Given passage.
The advantages and limitations of AI content creation 

AI content is faster, cheaper and easier to produce than most content written by humans. But large limitations still exist. And it is often indistinguishable from human-generated content, from the point of view of your readers and Google too, which means your brand and SEO positioning may not suffer if it's used properly but nothing is guaranteed. It's always advisable to stay within Google's terms and conditions.

Google itself uses AI to help algorithms discern searchers' intent and rank pages accordingly. So AI is driving Google's goal of producing the best search results for users. This is good news for companies hoping to create the best possible content for a topic. But AI won't be helpful for those who don't know what to write about, what to emphasize, and how much.

Use-cases for AI content creation include:

  •       Writing Ad Copy

  •       Writing Product Descriptions for millions of products

  •       Writing URL or meta descriptions

  •       Helping with content ideas when brainstorming

  •       Creating data-driven content

  •       Predicting winning creative (e.g., digital ads, landing pages, CTAs) before launch and without A/B testing

  •       Choosing keywords and topic clusters for content optimization

  •       Optimizing website content for search engines

Having examined the advantages of using AI content, let's consider its limitations. By definition, AI content is a rehash of information that already exists online, so it struggles to incorporate new information and shifting contexts. AI will tend to auto-complete "the President of the United States" with "Donald Trump", to give one particularly glaring example. Another notorious example concerns a gardening article about a "creeper plant" spitting out irrelevant content about a "creep". While the AI community hailed GPT-3 as a breakthrough upon its release last year, the program is essentially still a "very fancy autocomplete" according to Daniel Leufer, an expert on artificial intelligence at digital rights group Access Now.

Meanwhile, although AI content generation has remained fairly uncontroversial so far, high-profile AI missteps occur in other areas on a regular basis, from Microsoft's AI chatbot being corrupted by Twitter trolls and subsequently withdrawn, to Amazon's recruitment AI being scrapped after it was revealed the engineers trained it using misogynistic bias.

Indeed, AI often perpetuates the worst biases of its human creators, and the consequences of inbuilt prejudices are becoming increasingly apparent as politicians and society embrace this kind of tech.  Earlier this year, AI-based facial recognition systems used by police departments in the United States failed to properly distinguish between black faces, and placed a photo of Michael B. Jordan, the African-American star of Marvel's "Black Panther" movie, on the wanted list for a mass shooting on Christmas Eve 2021.

It's unlikely that your company's content generation policy will lead to missteps of this magnitude. But do you really want to take that chance while the kinks of the system are still being ironed out, and cheap, human alternatives exist in abundance?

A profound impact on the future of content

In conclusion, despite its obvious advantages, AI is not yet sophisticated enough to be relied on entirely for content generation. Even if we ignore the potential for disaster discussed above, it's my opinion that AI does not make content interesting or in-depth enough to make readers stick around, and needs oversight from a communications professional – or even an entire editorial board – to keep its overall quality in line with the requisite standards.

I am not against AI, but I do believe that it has limitations at present which are likely to turn people off, and impact results and sales in certain areas. As in every other aspect of your business, laziness and overreliance on technology is guaranteed to hurt your brand and damage its perception among users. Having said that, AI is the future, and sooner or later it will change the fabric of copywriting and SEO as we know it.

Raw data.
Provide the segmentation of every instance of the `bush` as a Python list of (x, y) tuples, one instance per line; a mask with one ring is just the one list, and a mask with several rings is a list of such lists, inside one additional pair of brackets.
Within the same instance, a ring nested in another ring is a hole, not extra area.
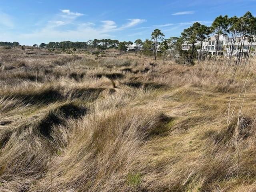
[(126, 178), (126, 184), (128, 185), (137, 186), (141, 182), (141, 175), (140, 173), (129, 173)]

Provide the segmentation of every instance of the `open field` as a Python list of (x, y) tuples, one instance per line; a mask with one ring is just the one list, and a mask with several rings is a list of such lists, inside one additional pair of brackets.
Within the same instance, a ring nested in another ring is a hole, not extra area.
[(256, 190), (256, 61), (0, 52), (0, 191)]

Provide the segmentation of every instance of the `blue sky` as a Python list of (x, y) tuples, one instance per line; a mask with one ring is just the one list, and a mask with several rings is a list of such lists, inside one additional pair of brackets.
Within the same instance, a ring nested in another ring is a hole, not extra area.
[(248, 11), (256, 16), (256, 0), (0, 0), (0, 41), (144, 40), (156, 28), (179, 36), (194, 22)]

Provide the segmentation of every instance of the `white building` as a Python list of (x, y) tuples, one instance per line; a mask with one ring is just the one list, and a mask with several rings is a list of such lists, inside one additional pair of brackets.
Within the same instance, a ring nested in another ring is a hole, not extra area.
[(134, 44), (132, 45), (130, 44), (128, 45), (127, 51), (139, 51), (143, 50), (144, 46), (141, 44)]
[[(233, 43), (233, 42), (232, 42), (232, 39), (230, 38), (229, 38), (227, 36), (222, 35), (219, 37), (218, 43), (217, 43), (217, 39), (218, 37), (216, 35), (210, 37), (209, 39), (208, 38), (206, 39), (202, 42), (202, 51), (204, 52), (207, 52), (212, 55), (215, 55), (216, 54), (217, 55), (230, 55), (230, 54), (232, 54), (232, 56), (235, 56), (239, 54), (244, 56), (246, 55), (249, 52), (249, 48), (250, 47), (250, 53), (252, 54), (255, 54), (256, 42), (252, 43), (248, 42), (246, 39), (244, 41), (244, 40), (242, 40), (242, 38), (237, 38), (234, 43)], [(251, 46), (250, 46), (251, 44)], [(230, 47), (231, 44), (233, 45), (232, 48), (230, 48)], [(198, 46), (201, 47), (201, 42), (200, 41), (197, 41), (195, 44), (195, 48)], [(240, 50), (240, 48), (242, 46), (243, 46), (243, 48)], [(182, 50), (189, 50), (192, 47), (192, 44), (188, 44), (186, 42), (182, 45)], [(239, 51), (238, 47), (239, 48)], [(196, 49), (196, 50), (198, 52), (201, 50), (201, 49)]]

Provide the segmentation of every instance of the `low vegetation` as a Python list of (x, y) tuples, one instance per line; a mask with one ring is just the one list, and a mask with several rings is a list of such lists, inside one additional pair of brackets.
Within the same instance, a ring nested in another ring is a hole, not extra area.
[(253, 59), (1, 53), (0, 191), (256, 190)]

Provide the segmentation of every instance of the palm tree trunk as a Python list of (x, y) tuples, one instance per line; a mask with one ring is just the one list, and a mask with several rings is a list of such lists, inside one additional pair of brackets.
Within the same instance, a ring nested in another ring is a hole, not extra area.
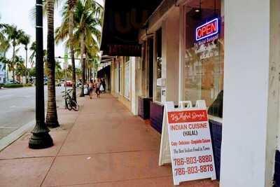
[(72, 98), (75, 102), (77, 102), (76, 92), (76, 67), (75, 67), (75, 57), (74, 57), (74, 38), (73, 38), (73, 28), (74, 28), (74, 4), (71, 3), (70, 5), (70, 13), (69, 13), (69, 40), (70, 40), (70, 53), (71, 53), (71, 61), (72, 64)]
[[(15, 43), (15, 41), (13, 41), (13, 43)], [(12, 70), (13, 70), (13, 82), (15, 83), (15, 46), (13, 44), (13, 59), (12, 59)]]
[(53, 27), (54, 0), (47, 0), (48, 14), (48, 43), (47, 43), (47, 67), (48, 75), (48, 109), (46, 117), (46, 125), (50, 127), (59, 126), (57, 120), (57, 104), (55, 99), (55, 38)]
[(25, 83), (28, 83), (27, 71), (27, 46), (25, 46)]
[(85, 60), (85, 80), (88, 81), (88, 61)]
[(82, 86), (81, 86), (81, 91), (80, 94), (80, 97), (85, 97), (83, 93), (84, 90), (84, 84), (85, 84), (85, 60), (83, 59), (83, 54), (85, 53), (85, 39), (83, 32), (81, 33), (80, 36), (80, 64), (82, 68)]

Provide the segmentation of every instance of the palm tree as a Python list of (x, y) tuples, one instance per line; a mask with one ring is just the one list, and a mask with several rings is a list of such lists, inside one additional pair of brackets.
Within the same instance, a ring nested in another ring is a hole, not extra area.
[(54, 9), (55, 0), (47, 0), (48, 17), (48, 42), (47, 42), (47, 67), (48, 67), (48, 108), (46, 125), (50, 127), (59, 126), (57, 120), (57, 111), (55, 97), (55, 60), (54, 38)]
[[(83, 85), (85, 81), (85, 63), (83, 56), (87, 53), (97, 53), (99, 50), (99, 41), (101, 32), (102, 6), (93, 0), (78, 0), (74, 9), (74, 41), (71, 46), (76, 49), (77, 55), (80, 55), (82, 67), (82, 91), (80, 96), (83, 97)], [(69, 11), (64, 7), (62, 25), (56, 29), (56, 41), (63, 41), (69, 36)], [(68, 40), (66, 44), (69, 46)]]
[[(18, 29), (16, 26), (14, 25), (6, 25), (4, 29), (4, 32), (7, 34), (8, 40), (11, 41), (13, 46), (13, 64), (15, 64), (15, 46), (20, 43), (20, 39), (24, 34), (22, 29)], [(13, 81), (15, 81), (15, 71), (14, 68), (12, 67), (13, 71)]]
[(25, 67), (26, 67), (26, 71), (25, 71), (25, 82), (27, 83), (27, 46), (30, 43), (30, 36), (27, 34), (24, 34), (22, 36), (22, 37), (20, 39), (20, 42), (22, 45), (24, 46), (24, 50), (25, 50)]
[(72, 64), (72, 98), (75, 102), (77, 102), (76, 92), (76, 67), (75, 67), (75, 57), (74, 57), (74, 37), (73, 37), (73, 29), (74, 27), (74, 9), (76, 3), (76, 0), (68, 0), (68, 8), (69, 12), (69, 35), (70, 41), (70, 53), (71, 53), (71, 62)]

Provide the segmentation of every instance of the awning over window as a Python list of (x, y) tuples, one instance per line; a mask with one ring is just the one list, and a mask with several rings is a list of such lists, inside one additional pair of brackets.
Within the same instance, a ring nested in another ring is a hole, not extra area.
[(141, 56), (139, 30), (162, 0), (106, 0), (101, 50), (104, 55)]

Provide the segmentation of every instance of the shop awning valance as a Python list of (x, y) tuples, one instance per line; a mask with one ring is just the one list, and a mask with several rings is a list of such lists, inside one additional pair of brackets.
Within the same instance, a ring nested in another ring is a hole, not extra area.
[(106, 0), (101, 50), (104, 55), (141, 56), (139, 30), (162, 0)]

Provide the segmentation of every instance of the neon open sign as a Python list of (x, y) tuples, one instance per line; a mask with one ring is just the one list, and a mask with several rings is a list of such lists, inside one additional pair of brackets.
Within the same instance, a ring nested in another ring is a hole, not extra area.
[(200, 41), (218, 34), (218, 19), (215, 18), (196, 29), (195, 39)]

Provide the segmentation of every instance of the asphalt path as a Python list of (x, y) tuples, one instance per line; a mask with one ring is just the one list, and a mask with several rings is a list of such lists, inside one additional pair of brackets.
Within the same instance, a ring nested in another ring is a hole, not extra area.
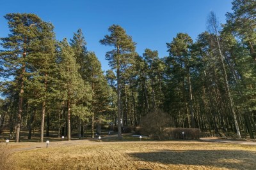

Task statement.
For each statement below, say yes or no to whether it agrees with the passage on AI content creation, and quote the words from the passage that decide it.
1. Google uses AI to help its algorithms discern what searchers intend.
2. Amazon's recruitment AI was withdrawn after Twitter trolls corrupted it.
3. The writer holds that AI can now be relied on entirely for content generation.
The material plays no part in this exercise.

Written answer.
1. Yes: "Google itself uses AI to help algorithms discern searchers' intent and rank pages accordingly."
2. No: "Microsoft's AI chatbot being corrupted by Twitter trolls and subsequently withdrawn, to Amazon's recruitment AI being scrapped after it was revealed the engineers trained it using misogynistic bias."
3. No: "AI is not yet sophisticated enough to be relied on entirely for content generation."